**YOUR TASK**
Your task is to write out the full listing once more, exactly.
------------------------------------------------
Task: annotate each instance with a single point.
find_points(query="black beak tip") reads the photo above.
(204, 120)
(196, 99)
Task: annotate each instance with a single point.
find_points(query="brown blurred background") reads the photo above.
------------------------------------------------
**WRITTEN RESPONSE**
Task: annotate each instance with a single point.
find_points(query="black beak tip") reads the photo above.
(204, 120)
(196, 99)
Task: annotate each instance with a single point.
find_points(query="brown blurred background") reads the photo above.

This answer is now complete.